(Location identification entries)
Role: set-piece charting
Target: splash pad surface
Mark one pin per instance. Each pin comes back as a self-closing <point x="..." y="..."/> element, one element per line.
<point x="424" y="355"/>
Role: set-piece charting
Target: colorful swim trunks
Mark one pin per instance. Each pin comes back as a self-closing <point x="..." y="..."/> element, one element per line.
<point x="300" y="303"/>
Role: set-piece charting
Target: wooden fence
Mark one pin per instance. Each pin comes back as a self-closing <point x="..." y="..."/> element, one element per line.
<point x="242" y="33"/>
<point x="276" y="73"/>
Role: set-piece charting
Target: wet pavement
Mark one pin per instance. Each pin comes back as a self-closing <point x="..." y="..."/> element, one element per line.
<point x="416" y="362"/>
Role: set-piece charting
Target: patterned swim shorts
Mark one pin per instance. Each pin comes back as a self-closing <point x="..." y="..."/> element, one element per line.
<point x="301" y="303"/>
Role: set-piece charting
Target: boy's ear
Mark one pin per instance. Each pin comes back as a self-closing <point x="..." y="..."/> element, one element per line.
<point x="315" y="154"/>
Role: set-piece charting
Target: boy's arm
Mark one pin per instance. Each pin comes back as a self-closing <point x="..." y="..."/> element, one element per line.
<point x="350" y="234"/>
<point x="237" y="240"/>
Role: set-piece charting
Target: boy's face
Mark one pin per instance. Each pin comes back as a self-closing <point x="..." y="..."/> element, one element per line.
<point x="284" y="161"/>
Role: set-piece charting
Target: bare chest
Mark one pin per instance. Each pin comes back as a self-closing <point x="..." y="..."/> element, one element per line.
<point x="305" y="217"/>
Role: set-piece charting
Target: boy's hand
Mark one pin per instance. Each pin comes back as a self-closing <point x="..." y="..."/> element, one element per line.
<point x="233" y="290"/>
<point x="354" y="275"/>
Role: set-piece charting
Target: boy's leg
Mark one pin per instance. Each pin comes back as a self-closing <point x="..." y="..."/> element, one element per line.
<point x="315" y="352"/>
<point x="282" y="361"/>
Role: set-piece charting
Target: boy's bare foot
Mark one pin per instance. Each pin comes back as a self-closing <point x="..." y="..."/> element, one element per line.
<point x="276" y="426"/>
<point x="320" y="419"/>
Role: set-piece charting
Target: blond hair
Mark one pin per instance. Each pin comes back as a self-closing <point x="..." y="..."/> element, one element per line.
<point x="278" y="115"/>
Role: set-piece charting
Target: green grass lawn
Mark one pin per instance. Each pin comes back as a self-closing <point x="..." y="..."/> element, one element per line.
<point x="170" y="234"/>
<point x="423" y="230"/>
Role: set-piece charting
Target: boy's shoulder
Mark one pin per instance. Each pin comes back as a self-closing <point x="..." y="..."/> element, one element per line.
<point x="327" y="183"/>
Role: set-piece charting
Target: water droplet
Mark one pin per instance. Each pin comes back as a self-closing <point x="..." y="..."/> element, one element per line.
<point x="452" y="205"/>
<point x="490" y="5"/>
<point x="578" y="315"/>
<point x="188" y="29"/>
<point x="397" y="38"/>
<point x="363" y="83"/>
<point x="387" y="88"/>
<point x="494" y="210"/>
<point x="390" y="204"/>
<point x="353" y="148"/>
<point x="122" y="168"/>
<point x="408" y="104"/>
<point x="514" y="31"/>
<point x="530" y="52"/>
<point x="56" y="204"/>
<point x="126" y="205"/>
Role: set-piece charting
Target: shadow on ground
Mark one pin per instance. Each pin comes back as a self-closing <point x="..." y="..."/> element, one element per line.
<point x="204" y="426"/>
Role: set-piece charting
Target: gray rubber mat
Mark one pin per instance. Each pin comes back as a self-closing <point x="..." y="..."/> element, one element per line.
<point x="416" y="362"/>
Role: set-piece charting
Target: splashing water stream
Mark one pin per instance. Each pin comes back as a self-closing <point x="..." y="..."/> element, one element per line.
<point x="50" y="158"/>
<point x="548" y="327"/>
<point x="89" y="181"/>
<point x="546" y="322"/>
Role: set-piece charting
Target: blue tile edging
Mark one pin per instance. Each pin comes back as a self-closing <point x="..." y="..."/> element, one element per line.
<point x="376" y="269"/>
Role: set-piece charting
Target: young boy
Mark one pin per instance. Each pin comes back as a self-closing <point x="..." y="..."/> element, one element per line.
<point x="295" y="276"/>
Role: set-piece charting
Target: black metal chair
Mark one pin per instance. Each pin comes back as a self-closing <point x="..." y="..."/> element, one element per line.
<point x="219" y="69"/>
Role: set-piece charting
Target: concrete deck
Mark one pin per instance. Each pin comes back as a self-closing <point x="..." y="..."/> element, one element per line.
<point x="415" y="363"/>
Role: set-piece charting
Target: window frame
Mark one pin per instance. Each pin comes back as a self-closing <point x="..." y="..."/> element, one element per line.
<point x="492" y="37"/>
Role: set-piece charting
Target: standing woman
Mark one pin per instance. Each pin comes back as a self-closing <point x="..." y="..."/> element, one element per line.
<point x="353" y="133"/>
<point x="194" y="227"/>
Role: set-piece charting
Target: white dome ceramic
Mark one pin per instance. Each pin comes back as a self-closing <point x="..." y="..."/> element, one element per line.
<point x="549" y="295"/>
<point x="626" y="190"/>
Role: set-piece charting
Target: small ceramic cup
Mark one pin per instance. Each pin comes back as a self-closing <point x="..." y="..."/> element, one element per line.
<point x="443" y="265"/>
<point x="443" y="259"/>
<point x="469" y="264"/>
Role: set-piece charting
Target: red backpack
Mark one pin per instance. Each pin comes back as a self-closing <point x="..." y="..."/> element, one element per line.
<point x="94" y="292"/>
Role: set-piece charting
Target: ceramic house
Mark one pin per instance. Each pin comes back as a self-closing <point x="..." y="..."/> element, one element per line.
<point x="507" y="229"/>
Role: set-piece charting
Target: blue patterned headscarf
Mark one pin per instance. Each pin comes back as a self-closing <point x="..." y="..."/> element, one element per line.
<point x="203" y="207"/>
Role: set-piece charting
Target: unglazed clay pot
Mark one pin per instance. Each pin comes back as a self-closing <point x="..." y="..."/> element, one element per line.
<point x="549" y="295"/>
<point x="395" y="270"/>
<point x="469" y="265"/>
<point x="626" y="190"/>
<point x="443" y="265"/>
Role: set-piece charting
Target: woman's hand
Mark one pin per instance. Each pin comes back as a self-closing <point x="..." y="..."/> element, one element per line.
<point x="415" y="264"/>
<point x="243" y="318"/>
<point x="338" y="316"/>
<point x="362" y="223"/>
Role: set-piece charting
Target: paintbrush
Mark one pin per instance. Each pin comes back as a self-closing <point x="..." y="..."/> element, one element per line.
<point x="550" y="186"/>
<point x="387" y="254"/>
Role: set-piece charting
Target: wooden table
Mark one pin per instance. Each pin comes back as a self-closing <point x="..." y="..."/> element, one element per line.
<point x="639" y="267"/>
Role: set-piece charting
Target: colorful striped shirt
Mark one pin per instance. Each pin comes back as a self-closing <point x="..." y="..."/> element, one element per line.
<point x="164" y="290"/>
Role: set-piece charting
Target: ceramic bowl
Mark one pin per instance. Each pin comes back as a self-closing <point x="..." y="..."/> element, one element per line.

▶ [TASK DIRECTIONS]:
Return each entry from the material above exactly as it appears.

▶ [REPLY]:
Role: set-piece charting
Target: splash pad surface
Mark one pin per instance. Each pin comes back as a self-closing <point x="..." y="..."/> element, one element per line.
<point x="424" y="355"/>
Role: set-piece charting
Target: colorful swim trunks
Mark one pin per instance. Each pin comes back as a self-closing <point x="..." y="..."/> element, one element per line.
<point x="300" y="303"/>
Role: set-piece charting
Target: wooden fence
Mark one pin per instance. Each pin comes back as a self-closing <point x="..." y="..."/> element, one element per line.
<point x="242" y="33"/>
<point x="276" y="73"/>
Role: set-piece charting
Target: wet pavement
Mark one pin per instance. Each pin comes back as a self-closing <point x="..." y="..."/> element, one element per line.
<point x="416" y="362"/>
Role: set-piece charting
Target: patterned swim shorts
Mark one pin per instance. Each pin comes back as a self-closing <point x="..." y="..."/> element, one element per line.
<point x="301" y="303"/>
Role: set-piece charting
Target: boy's ear
Mark one pin per instance. Each pin comes back as a self-closing <point x="..." y="..."/> element, one element per line.
<point x="315" y="154"/>
Role: set-piece charting
Target: boy's arm
Mark one pin per instance. Each pin comes back as a self-closing <point x="..." y="..."/> element, one element per line.
<point x="350" y="234"/>
<point x="237" y="240"/>
Role: set-piece charting
Target: boy's face
Mark one pin per instance. Each pin comes back as a self-closing <point x="..." y="..."/> element, one element per line.
<point x="284" y="161"/>
Role: set-piece charting
Target: bare chest
Mark one pin per instance. Each pin comes back as a self-closing <point x="..." y="..."/> element, one element per line.
<point x="305" y="217"/>
Role: set-piece charting
Target: boy's hand
Mark one pin per instance. Each pin comes back as a self-closing <point x="..." y="..."/> element, one element per line.
<point x="233" y="290"/>
<point x="354" y="275"/>
Role: set-piece charting
Target: boy's leg
Mark one pin per instance. Each pin comes back as a self-closing <point x="..." y="..."/> element, one element per line.
<point x="315" y="352"/>
<point x="282" y="361"/>
Role: set-piece charting
Target: boy's bare foot
Mark one pin per instance. Each pin comes back as a self-closing <point x="..." y="..."/> element, one element per line.
<point x="276" y="426"/>
<point x="320" y="419"/>
Role: set-piece charting
Target: blond hair
Mark one pin per instance. Each pin comes back as a self-closing <point x="..." y="..."/> element, one element per line.
<point x="278" y="115"/>
Role: set-piece charting
Target: green grass lawn
Mark one pin per instance. Each pin comes back as a self-closing <point x="..." y="..."/> element, one element per line.
<point x="170" y="234"/>
<point x="423" y="230"/>
Role: set-piece charting
Target: boy's shoulder
Mark one pin per instance. Each pin comes back as a self-closing <point x="..." y="..."/> element, one element per line.
<point x="327" y="183"/>
Role: set-piece charting
Target: water droplet
Mark one pin per instance. Each pin comes back as a self-closing <point x="..." y="..."/> element, one element per line.
<point x="452" y="205"/>
<point x="490" y="5"/>
<point x="578" y="315"/>
<point x="188" y="29"/>
<point x="397" y="38"/>
<point x="363" y="83"/>
<point x="387" y="88"/>
<point x="494" y="210"/>
<point x="390" y="204"/>
<point x="353" y="148"/>
<point x="122" y="168"/>
<point x="408" y="104"/>
<point x="514" y="31"/>
<point x="530" y="52"/>
<point x="56" y="204"/>
<point x="126" y="205"/>
Role: set-piece charting
Target: shadow on ground
Mark one pin per instance. Each pin comes back as a self-closing <point x="..." y="..."/> element, one element per line.
<point x="204" y="426"/>
Role: set-piece charting
Target: gray rubber mat
Mark one pin per instance. Each pin comes back as a self-closing <point x="..." y="..."/> element, one element per line.
<point x="416" y="362"/>
Role: set-piece charting
Target: splashing water stream
Mark one pin per instance. Each pin comes back as a self-closing <point x="..." y="..."/> element, one element per line.
<point x="50" y="158"/>
<point x="548" y="327"/>
<point x="89" y="181"/>
<point x="546" y="322"/>
Role: set-piece charting
Target: blue tile edging
Mark one pin per instance. Each pin comes back as a self-closing <point x="..." y="..."/> element, one element per line.
<point x="376" y="269"/>
Role: set-piece charting
Target: young boy
Mark one pin per instance. Each pin comes back as a self-closing <point x="..." y="..."/> element, one element per line.
<point x="295" y="276"/>
Role: set-piece charting
Target: black metal chair
Mark one pin per instance. Each pin comes back as a self-closing <point x="..." y="..."/> element, one element per line.
<point x="219" y="69"/>
Role: set-piece charting
Target: concrete deck
Mark one pin per instance. Each pin comes back as a self-closing <point x="..." y="..."/> element, one element per line.
<point x="415" y="363"/>
Role: set-piece charting
Target: window frame
Mark one pin per instance. Each pin comes back as a self-closing <point x="..." y="..."/> element, one element per line.
<point x="492" y="37"/>
Role: set-piece charting
Target: standing woman
Mark one pin per instance. Each pin comes back as a self-closing <point x="..." y="..."/> element, one element per line.
<point x="353" y="133"/>
<point x="194" y="227"/>
Role: set-piece charting
Target: white dome ceramic
Mark one pin per instance. Each pin comes back as a self-closing <point x="..." y="..."/> element, one element per line.
<point x="549" y="295"/>
<point x="626" y="190"/>
Role: set-piece charting
Target: small ceramic cup
Mark one pin per instance. Each pin comes back as a self-closing <point x="..." y="..."/> element, one element per line.
<point x="443" y="265"/>
<point x="443" y="259"/>
<point x="469" y="264"/>
Role: set-piece charting
Target: red backpack
Mark one pin per instance. Each pin comes back as a self-closing <point x="..." y="..."/> element, one element per line.
<point x="94" y="292"/>
Role: set-piece charting
Target: ceramic house
Mark one pin per instance. Each pin comes back as a self-closing <point x="..." y="..."/> element, one element per line.
<point x="507" y="229"/>
Role: set-piece charting
Target: blue patterned headscarf
Mark one pin per instance. Each pin comes back as a self-closing <point x="..." y="..."/> element, one element per line.
<point x="203" y="207"/>
Role: set-piece charting
Target: unglazed clay pot
Mark one pin per instance. Each pin comes back as a self-closing <point x="..." y="..."/> element, one element per line.
<point x="549" y="295"/>
<point x="395" y="270"/>
<point x="469" y="265"/>
<point x="626" y="190"/>
<point x="443" y="265"/>
Role: set-piece charting
Target: woman's hand
Mark one pin per instance. Each pin comes back as a self-closing <point x="..." y="..."/> element, one element per line.
<point x="415" y="264"/>
<point x="243" y="318"/>
<point x="338" y="316"/>
<point x="362" y="223"/>
Role: set-piece charting
Target: paintbrush
Mark one pin per instance. Each pin comes back as a self-closing <point x="..." y="..."/> element, one element per line.
<point x="550" y="186"/>
<point x="387" y="254"/>
Role: set-piece charting
Target: wooden table
Mark one pin per instance. Each pin comes back as a self-closing <point x="..." y="..."/> element, one element per line.
<point x="639" y="267"/>
Role: set-piece charting
Target: colorful striped shirt
Mark one pin per instance. Each pin comes back as a self-closing <point x="..." y="..."/> element, one element per line.
<point x="164" y="290"/>
Role: set-piece charting
Target: ceramic bowl
Mark one pin per instance. Each pin comes back as a self-closing <point x="..." y="..."/> element, one element per line.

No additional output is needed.